Records from a data source
○ ○ ○ ○
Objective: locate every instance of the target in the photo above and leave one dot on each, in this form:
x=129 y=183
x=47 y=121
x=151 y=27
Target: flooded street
○ ○ ○ ○
▸ INSTRUCTIONS FOR THE TASK
Every entry should be given again exactly as written.

▸ RESPONSE FOR THIS EXERCISE
Objective: locate every instance of the target in the photo above and leave one dot on each, in this form:
x=129 y=183
x=47 y=121
x=151 y=27
Target: flooded street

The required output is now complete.